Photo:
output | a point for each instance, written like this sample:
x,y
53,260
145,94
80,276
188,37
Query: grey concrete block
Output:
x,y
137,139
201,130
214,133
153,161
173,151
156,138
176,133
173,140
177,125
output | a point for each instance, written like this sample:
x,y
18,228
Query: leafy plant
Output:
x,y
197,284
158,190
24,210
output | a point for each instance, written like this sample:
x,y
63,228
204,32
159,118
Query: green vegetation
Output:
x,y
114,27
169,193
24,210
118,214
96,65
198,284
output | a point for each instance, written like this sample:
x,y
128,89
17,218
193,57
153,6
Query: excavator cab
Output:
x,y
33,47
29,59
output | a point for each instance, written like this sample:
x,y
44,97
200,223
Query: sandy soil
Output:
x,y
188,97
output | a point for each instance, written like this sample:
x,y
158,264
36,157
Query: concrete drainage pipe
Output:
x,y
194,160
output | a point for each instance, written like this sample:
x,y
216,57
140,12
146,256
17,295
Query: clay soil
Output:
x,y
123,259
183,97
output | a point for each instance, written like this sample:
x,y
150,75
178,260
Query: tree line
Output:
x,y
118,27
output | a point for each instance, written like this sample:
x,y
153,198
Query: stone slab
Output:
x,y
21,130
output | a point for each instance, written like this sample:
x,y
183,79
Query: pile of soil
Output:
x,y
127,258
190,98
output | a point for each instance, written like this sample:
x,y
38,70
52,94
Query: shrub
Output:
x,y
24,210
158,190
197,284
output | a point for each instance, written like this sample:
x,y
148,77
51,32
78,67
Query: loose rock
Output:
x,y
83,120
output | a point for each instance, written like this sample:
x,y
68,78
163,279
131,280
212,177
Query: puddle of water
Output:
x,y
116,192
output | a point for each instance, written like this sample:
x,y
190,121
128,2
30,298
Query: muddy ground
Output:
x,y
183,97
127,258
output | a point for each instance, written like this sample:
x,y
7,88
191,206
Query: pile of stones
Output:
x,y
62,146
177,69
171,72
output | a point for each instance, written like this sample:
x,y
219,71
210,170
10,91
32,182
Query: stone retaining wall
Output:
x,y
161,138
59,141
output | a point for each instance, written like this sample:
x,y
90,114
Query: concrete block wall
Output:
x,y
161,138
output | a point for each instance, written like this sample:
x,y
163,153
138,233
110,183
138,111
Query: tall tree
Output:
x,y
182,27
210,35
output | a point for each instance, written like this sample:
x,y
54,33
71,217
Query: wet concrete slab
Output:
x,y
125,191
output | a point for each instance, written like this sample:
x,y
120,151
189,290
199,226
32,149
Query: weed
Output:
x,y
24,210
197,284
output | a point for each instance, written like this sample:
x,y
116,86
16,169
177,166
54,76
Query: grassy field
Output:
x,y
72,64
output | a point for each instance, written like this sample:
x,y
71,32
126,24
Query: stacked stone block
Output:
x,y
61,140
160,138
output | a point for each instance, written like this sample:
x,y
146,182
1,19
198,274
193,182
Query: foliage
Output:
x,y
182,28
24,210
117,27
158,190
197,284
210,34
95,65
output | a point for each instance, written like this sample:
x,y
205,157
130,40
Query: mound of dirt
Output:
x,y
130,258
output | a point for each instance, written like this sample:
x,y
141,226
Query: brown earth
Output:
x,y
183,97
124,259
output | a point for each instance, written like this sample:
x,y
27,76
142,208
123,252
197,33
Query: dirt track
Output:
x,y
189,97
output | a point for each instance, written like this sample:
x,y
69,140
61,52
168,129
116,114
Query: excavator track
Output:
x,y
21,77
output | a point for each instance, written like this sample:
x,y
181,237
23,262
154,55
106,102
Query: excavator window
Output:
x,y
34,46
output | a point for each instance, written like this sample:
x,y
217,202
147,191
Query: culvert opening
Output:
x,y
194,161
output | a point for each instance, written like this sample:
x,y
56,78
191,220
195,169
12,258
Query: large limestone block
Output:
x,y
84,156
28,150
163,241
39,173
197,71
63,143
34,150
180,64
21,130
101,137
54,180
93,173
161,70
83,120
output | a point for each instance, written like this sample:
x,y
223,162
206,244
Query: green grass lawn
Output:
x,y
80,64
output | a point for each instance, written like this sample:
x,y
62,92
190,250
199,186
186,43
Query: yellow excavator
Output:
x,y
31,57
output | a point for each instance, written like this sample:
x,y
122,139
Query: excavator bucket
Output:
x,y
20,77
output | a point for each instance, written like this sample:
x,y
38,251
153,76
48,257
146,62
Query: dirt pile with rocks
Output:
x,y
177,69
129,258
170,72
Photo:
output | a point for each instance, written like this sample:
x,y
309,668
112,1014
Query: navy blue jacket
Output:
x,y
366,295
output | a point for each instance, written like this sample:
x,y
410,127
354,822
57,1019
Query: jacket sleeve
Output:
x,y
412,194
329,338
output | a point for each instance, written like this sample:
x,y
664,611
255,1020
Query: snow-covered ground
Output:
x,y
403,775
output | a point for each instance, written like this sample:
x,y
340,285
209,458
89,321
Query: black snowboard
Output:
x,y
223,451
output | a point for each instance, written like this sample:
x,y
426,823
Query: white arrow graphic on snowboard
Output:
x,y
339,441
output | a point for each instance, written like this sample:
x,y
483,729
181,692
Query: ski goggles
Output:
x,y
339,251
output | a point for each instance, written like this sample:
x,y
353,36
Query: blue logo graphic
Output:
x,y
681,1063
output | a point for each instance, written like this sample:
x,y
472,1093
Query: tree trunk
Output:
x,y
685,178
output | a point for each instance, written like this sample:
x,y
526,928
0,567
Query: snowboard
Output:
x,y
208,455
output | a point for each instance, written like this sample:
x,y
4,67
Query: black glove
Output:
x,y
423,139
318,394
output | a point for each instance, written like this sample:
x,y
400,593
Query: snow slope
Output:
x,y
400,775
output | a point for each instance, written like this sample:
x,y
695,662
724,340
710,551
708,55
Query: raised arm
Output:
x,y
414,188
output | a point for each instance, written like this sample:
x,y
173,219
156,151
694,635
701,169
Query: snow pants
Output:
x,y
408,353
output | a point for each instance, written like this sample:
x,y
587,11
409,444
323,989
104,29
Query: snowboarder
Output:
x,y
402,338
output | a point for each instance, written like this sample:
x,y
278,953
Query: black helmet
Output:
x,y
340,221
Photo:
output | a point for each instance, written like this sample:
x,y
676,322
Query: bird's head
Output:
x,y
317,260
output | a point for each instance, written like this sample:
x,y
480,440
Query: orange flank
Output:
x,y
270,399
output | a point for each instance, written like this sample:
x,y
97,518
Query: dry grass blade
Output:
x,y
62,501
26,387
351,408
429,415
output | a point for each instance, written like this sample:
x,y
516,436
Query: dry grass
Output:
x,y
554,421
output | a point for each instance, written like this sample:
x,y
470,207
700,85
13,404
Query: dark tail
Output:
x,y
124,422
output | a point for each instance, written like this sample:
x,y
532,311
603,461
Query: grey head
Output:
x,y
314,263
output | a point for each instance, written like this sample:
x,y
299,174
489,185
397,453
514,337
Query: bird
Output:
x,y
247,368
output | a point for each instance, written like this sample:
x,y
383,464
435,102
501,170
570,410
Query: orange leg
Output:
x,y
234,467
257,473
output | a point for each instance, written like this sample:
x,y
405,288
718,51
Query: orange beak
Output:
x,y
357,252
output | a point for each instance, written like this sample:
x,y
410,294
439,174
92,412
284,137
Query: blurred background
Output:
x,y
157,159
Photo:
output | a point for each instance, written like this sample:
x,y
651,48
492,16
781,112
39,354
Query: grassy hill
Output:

━━━

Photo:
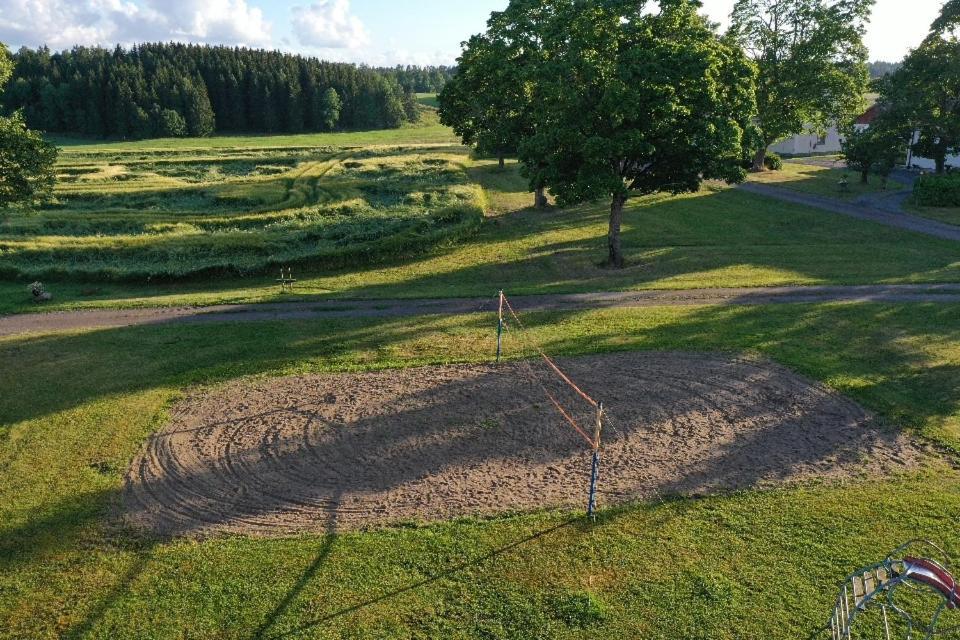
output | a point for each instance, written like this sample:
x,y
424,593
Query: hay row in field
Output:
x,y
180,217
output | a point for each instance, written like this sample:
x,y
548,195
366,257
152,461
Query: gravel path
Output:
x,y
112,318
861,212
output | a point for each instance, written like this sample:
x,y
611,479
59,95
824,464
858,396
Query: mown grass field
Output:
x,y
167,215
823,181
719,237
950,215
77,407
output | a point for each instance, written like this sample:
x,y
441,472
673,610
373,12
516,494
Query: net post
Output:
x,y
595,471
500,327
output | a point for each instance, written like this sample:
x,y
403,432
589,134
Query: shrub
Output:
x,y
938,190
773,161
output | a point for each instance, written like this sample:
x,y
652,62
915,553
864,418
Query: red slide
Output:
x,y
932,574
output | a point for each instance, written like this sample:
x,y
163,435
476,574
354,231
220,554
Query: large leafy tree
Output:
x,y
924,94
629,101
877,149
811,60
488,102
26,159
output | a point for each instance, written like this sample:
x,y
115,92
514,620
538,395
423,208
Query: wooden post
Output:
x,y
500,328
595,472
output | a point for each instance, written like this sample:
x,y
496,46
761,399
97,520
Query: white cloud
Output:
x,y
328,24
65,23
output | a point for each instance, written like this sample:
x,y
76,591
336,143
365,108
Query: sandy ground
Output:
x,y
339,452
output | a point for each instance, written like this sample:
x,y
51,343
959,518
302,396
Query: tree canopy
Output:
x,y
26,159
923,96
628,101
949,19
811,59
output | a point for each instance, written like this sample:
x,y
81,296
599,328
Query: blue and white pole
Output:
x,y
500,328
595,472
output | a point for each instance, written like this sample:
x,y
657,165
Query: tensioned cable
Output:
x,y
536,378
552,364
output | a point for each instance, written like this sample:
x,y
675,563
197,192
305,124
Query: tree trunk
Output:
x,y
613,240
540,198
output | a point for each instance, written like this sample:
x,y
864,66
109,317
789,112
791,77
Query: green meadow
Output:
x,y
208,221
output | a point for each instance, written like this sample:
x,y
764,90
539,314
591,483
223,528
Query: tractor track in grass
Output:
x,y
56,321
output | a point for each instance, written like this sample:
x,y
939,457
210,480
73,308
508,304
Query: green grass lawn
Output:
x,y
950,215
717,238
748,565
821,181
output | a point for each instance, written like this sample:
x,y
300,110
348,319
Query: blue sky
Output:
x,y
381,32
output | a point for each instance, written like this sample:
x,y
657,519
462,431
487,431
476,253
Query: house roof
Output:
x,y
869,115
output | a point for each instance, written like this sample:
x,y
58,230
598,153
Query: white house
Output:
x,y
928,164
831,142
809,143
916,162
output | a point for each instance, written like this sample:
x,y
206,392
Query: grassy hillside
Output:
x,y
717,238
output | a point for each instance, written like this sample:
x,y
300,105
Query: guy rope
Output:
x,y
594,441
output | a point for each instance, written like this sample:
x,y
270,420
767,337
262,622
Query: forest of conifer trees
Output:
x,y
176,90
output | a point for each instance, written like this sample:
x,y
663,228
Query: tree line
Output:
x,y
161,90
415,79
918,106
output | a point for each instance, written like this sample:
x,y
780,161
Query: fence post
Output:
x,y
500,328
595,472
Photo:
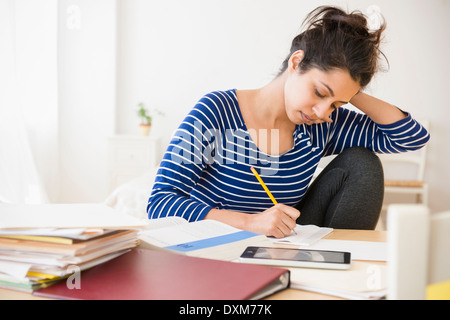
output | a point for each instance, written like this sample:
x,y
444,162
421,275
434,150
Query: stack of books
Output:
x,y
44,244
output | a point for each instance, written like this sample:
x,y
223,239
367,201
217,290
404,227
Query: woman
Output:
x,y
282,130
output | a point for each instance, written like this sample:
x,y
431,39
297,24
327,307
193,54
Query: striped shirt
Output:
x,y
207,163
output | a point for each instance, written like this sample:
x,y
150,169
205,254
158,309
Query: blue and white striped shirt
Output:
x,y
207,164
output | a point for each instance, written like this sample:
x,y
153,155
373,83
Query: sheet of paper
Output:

━━━

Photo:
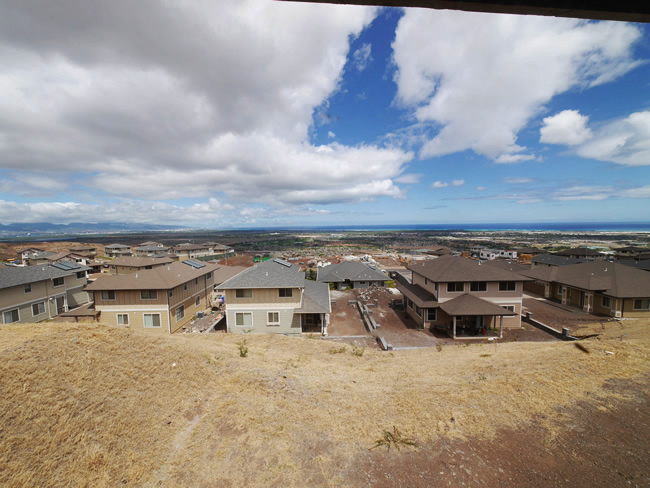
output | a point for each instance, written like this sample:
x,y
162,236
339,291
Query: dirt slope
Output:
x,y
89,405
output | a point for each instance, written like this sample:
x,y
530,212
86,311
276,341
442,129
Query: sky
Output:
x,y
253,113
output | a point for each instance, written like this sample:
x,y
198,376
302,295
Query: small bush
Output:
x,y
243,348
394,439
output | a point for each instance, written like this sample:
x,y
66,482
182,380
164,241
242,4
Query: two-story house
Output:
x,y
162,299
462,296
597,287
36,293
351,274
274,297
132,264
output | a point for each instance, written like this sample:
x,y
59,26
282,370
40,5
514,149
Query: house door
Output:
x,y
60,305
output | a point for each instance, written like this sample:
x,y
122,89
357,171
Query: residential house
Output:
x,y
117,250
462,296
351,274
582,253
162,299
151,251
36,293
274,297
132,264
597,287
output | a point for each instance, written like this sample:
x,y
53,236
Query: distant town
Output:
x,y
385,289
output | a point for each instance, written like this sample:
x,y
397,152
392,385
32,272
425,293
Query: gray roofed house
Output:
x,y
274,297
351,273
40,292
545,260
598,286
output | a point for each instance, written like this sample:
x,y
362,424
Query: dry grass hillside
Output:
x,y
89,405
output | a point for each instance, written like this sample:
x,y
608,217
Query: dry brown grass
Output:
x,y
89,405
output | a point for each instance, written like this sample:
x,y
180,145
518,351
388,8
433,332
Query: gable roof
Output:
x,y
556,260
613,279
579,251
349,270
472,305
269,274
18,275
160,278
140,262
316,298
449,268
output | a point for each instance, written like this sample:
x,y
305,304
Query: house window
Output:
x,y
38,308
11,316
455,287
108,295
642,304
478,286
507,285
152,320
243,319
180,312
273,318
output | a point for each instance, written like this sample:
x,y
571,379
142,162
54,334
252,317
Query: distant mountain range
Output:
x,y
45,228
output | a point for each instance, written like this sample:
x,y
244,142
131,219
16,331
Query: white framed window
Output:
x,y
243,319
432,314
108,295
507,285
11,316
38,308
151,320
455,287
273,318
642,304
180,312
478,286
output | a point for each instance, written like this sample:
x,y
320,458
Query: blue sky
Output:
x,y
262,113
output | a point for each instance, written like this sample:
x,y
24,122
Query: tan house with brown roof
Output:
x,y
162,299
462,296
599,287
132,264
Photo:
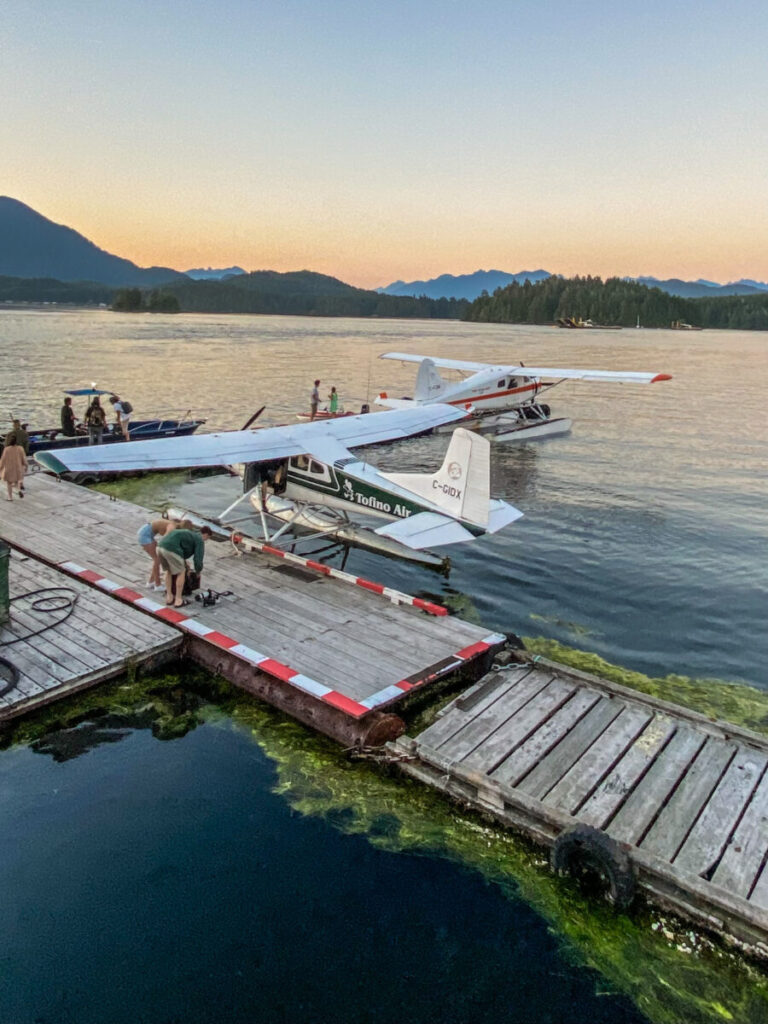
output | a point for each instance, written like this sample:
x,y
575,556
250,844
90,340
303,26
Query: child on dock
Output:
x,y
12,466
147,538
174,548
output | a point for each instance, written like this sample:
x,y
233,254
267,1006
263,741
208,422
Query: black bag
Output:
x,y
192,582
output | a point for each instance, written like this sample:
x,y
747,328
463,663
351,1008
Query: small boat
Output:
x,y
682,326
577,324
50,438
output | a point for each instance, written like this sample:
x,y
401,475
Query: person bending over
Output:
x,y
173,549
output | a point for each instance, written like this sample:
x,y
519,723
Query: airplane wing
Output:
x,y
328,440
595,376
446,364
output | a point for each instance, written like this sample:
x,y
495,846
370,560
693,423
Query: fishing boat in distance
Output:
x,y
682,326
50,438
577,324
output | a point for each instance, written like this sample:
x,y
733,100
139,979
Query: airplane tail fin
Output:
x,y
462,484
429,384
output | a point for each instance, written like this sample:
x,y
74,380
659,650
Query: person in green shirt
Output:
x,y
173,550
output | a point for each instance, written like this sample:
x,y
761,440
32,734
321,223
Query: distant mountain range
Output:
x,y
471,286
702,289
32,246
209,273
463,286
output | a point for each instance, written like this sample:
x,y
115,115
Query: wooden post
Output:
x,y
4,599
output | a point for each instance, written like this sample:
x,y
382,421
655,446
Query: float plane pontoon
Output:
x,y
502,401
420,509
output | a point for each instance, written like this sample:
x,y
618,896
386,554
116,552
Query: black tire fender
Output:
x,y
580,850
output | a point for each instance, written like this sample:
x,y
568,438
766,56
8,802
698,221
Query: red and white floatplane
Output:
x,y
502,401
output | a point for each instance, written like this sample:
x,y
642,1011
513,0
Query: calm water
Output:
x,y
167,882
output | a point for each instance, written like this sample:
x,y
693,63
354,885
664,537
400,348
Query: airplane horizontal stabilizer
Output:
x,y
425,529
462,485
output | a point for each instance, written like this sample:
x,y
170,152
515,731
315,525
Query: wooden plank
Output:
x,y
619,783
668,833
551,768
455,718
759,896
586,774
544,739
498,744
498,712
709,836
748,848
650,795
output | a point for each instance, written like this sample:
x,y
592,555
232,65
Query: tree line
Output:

━━━

Pull out each line in the items above that contains the string "concrete", and copy each one in full. Case counts when matching.

Query: grey concrete block
Query: concrete drainage pipe
Query: concrete block wall
Query: wet concrete slab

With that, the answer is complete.